Exercise tasks:
1. Quote everything from "St Luke's Church" down to "II listed building." in the St Luke's Church passage, word for word.
2. According to the St Luke's Church passage, how many people could the church seat when it opened?

Document segment:

--- START ---

St Luke's Church is a redundant Anglican parish church in St Luke's Place, Preston, Lancashire, England. The church is recorded in the National Heritage List for England as a designated Grade II listed building.

==History==
The church was built in 1858–59 and designed by E. H. Shellard at an estimated cost of £4,733. It opened on 3 August 1859, and provided seating for 800 people. The church was declared redundant on 1 January 1990, and passed into residential use on 24 February 1995. It was converted into flats.

==Architecture==
St Luke's is built in sandstone, has a slate roof, and is in Early English style. It consists of a six-bay nave with a clerestory, north and south aisles, a chancel with a north organ-house and a south vestry, and a southwest steeple. The tower is in five stages, and has a stair turret at the northwest corner. There is an arched doorway on the south side, and in the second and third stages are lancet windows. The fourth and fifth stages contain triple arcades, those in the fifth stage being bell openings with louvres. On the top corners are gargoyles in the form of angels, and octagonal pinnacles. On the summit of the tower is a broach spire with two tiers of lucarnes.

--- END ---

Data for analysis:
--- START ---

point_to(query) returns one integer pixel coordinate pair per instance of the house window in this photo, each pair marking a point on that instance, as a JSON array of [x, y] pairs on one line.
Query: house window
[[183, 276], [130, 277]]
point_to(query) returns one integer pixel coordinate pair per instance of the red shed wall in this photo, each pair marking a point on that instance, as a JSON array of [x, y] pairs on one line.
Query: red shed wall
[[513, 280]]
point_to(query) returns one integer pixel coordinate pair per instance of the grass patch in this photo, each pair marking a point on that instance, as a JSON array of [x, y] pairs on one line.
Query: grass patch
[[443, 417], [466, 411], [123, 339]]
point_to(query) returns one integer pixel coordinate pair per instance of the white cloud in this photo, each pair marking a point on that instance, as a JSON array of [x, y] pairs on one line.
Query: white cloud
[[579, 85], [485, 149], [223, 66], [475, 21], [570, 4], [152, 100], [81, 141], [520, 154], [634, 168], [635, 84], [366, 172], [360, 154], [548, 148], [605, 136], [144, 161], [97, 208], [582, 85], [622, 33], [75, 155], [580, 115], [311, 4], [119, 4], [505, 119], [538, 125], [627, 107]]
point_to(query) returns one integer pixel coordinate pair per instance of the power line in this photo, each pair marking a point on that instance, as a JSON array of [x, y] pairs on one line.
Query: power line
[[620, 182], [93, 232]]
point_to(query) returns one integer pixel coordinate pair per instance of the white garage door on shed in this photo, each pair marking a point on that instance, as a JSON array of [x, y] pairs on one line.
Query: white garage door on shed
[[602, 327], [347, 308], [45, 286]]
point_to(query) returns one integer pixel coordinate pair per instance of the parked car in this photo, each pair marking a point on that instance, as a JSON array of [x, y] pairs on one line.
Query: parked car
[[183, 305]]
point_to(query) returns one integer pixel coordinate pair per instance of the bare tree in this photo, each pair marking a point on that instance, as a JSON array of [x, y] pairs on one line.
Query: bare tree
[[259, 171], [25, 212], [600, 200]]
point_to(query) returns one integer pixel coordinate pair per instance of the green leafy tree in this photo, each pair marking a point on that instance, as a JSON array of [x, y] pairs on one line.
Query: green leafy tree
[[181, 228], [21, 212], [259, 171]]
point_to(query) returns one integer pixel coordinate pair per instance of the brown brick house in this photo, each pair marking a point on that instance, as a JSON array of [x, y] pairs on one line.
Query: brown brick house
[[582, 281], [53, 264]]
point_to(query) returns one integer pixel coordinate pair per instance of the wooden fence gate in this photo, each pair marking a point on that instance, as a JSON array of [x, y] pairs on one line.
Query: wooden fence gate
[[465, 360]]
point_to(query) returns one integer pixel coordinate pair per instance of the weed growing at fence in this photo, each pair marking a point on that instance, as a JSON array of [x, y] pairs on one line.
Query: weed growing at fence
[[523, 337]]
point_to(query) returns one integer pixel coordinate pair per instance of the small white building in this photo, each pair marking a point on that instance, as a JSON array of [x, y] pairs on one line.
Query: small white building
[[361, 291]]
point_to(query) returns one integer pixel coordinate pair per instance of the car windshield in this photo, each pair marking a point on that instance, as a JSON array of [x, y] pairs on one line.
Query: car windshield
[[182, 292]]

--- END ---

Replies:
1.
St Luke's Church is a redundant Anglican parish church in St Luke's Place, Preston, Lancashire, England. The church is recorded in the National Heritage List for England as a designated Grade II listed building.

2. 800 people.